Items listed in a dataset
------

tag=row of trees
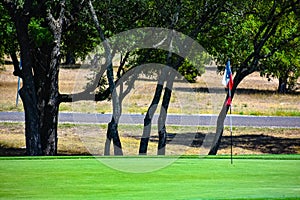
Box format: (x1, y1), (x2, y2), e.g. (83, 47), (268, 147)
(1, 0), (299, 155)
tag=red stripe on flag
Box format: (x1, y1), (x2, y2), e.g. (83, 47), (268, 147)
(228, 74), (233, 90)
(226, 96), (232, 106)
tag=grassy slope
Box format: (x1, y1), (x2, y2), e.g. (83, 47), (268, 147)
(0, 156), (299, 200)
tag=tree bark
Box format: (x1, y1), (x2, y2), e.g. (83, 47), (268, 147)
(157, 86), (172, 155)
(10, 52), (22, 77)
(19, 86), (42, 155)
(139, 84), (164, 155)
(278, 76), (287, 94)
(208, 68), (252, 155)
(88, 0), (123, 155)
(157, 70), (176, 155)
(208, 100), (229, 155)
(11, 5), (42, 155)
(7, 0), (65, 156)
(64, 51), (76, 65)
(40, 1), (64, 155)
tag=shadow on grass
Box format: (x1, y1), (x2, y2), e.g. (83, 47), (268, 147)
(0, 146), (91, 156)
(1, 132), (299, 156)
(174, 86), (300, 95)
(148, 132), (300, 154)
(221, 134), (300, 154)
(0, 146), (26, 156)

------

## [Exercise objective]
Reproduce the data above line for line, excluding every picture.

## [Task response]
tag=row of trees
Box format: (x1, y1), (x2, y2), e.g. (83, 47), (268, 147)
(1, 0), (299, 155)
tag=red stripe on flag
Box format: (x1, y1), (x2, y2), e.g. (83, 47), (268, 147)
(228, 74), (233, 90)
(226, 96), (232, 106)
tag=grassy slope
Box format: (x1, y1), (x2, y2), e.g. (83, 47), (268, 147)
(0, 156), (299, 200)
tag=tree bark
Box format: (x1, y1), (x2, y2), e.g. (83, 47), (268, 147)
(157, 86), (172, 155)
(10, 52), (22, 77)
(19, 86), (42, 155)
(139, 84), (164, 155)
(278, 76), (287, 94)
(208, 68), (252, 155)
(88, 0), (123, 155)
(157, 70), (176, 155)
(208, 100), (229, 155)
(11, 5), (42, 155)
(7, 0), (65, 156)
(64, 51), (76, 65)
(40, 1), (64, 155)
tag=shadow on grass
Box format: (x1, y1), (x2, y2), e.g. (83, 47), (268, 147)
(0, 146), (91, 156)
(1, 132), (299, 156)
(174, 86), (300, 95)
(148, 132), (300, 154)
(221, 134), (300, 154)
(0, 146), (26, 156)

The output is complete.